Racconta Manzoni: "Era in quel giorno morta di peste, tra gli altri, un'intera famiglia. Nell'ora del maggior concorso, in mezzo alle carrozze, i cadaveri di quella famiglia furono, d'ordine della Sanità, condotti al cimitero, sur un carro, ignudi, affinché la folla potesse vedere in essi il marchio manifesto della pestilenza. Un grido di ribrezzo, di terrore, s'alzava per tutto dove passava il carro; un lungo mormorìo regnava dove era passato; un altro mormorìo lo precorreva. La peste fu più creduta: ma del resto andava acquistandosi fede da sé, ogni giorno di più; e quella riunione medesima non dové servir poco a propagarla".

Già: “Quella riunione medesima non dové servir poco a propagarla". La ragione impone sempre, di fronte a un’epidemia, di evitare assembramenti pubblici. Quantomeno a scopo preventivo. Il carnevale ormai s'è fatto, ma da oggi in poi, per restare in tema manzoniano, non s'ha da fare... Un po' tardi, magari, ma tant'è.

Dagli all’untore!

Allora come oggi, il terrore della peste scatenava la caccia ai presunti colpevoli dell’epidemia: non solo ai portatori, ma anche ai propagatori. Oggi i cinesi, i lombardi, e magari fra qualche giorno anche noi ticinesi. Come non vedere un parallelo tra passato e presente, quasi un archetipo dell’inconscio collettivo, per dirla con Jung?
-=-=-=-=-
**Consegna:** Secondo il testo sulla peste, perché i cadaveri della famiglia morta furono portati al cimitero ignudi sopra un carro?

**Righe di un dataset:**
-=-=-=-=-
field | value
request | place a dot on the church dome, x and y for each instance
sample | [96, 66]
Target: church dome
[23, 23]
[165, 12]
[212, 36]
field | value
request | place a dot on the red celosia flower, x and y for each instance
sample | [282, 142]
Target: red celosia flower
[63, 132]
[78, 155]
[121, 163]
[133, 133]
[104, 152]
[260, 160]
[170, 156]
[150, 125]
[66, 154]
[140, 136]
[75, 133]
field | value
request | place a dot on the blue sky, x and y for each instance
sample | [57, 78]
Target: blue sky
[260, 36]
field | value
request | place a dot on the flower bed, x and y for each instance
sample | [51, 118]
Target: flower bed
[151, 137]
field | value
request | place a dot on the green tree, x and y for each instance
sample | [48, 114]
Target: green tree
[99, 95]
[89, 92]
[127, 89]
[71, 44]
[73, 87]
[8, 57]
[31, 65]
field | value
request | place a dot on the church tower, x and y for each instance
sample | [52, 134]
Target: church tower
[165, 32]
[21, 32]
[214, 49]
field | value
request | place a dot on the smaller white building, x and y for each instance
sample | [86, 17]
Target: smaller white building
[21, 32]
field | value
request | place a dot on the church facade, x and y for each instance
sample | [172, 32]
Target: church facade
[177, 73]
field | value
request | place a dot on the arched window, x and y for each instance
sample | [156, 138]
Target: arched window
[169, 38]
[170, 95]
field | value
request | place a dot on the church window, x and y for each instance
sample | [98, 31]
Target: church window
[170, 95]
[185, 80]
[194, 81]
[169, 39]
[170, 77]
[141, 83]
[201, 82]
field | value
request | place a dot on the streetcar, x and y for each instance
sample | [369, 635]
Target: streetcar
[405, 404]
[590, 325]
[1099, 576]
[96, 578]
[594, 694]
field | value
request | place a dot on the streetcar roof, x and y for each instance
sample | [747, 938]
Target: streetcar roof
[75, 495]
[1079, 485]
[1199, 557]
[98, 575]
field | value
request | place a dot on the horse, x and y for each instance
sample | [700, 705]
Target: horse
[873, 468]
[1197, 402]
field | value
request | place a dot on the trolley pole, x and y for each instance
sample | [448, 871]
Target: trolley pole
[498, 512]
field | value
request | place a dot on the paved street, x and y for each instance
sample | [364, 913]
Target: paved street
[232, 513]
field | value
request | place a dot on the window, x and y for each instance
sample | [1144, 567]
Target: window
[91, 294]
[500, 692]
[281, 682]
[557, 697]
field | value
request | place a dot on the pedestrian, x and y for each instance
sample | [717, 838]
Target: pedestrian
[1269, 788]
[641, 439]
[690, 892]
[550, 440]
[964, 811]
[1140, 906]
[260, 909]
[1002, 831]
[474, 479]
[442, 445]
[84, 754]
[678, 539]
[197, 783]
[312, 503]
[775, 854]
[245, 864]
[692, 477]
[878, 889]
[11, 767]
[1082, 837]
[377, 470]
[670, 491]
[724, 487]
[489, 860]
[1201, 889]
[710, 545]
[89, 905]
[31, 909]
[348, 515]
-=-=-=-=-
**Soluzione:** Perché la folla potesse vedere in essi il marchio manifesto della pestilenza.